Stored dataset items
■ ■ ■ ■ ■ ■ ■
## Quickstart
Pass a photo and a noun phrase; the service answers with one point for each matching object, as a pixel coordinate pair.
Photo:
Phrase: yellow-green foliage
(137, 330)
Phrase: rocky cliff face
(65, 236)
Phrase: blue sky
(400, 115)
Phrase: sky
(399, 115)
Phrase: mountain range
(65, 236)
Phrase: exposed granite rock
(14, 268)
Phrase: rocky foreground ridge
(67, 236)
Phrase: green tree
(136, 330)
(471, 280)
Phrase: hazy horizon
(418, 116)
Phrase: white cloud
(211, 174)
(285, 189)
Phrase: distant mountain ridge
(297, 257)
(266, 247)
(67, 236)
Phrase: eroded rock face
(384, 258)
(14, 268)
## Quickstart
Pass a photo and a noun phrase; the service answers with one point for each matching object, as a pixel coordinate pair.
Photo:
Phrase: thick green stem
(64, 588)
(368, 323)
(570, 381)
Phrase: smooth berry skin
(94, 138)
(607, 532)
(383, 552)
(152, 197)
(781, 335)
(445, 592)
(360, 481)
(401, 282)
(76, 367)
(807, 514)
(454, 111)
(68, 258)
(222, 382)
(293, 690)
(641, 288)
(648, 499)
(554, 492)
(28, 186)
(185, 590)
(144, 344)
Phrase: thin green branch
■ ■ ■ ■ ■ ■ ■
» **Challenge**: Write out every line of the records above again, scaling each pixel coordinate in the answers by 1.6 and rounding it to a whole number, with halves rounded up. Keep all other lines unchanged.

» **Finished exercise**:
## Quickstart
Pass a photo and a noun phrase; the service answers with one point for each matching object, as a pixel coordinate pair.
Photo:
Phrase: yellow-green foliage
(219, 528)
Phrase: rocky cliff face
(104, 378)
Phrase: blue sky
(640, 184)
Phrase: sky
(638, 184)
Phrase: mountain range
(104, 378)
Phrase: exposed granite rock
(22, 429)
Phrase: rocky foreground ridge
(107, 378)
Phrase: green tree
(218, 528)
(754, 448)
Phrase: hazy horizon
(669, 186)
Phrase: white cloud
(338, 278)
(456, 302)
Phrase: distant mountain ridge
(475, 411)
(426, 395)
(107, 378)
Phrase: eroded rock face
(614, 413)
(22, 429)
## Quickstart
Pass a photo and a noun phrase; the service answers with one point for each matching object, as a pixel coordinate pair.
Photo:
Phrase: thick green stem
(102, 941)
(589, 517)
(912, 610)
Phrase: smooth berry skin
(150, 221)
(971, 851)
(613, 883)
(243, 315)
(1250, 536)
(712, 947)
(576, 770)
(642, 451)
(122, 587)
(1291, 822)
(726, 178)
(109, 413)
(355, 611)
(469, 1104)
(1026, 461)
(1037, 798)
(886, 787)
(45, 298)
(296, 944)
(230, 550)
Phrase: thin green branch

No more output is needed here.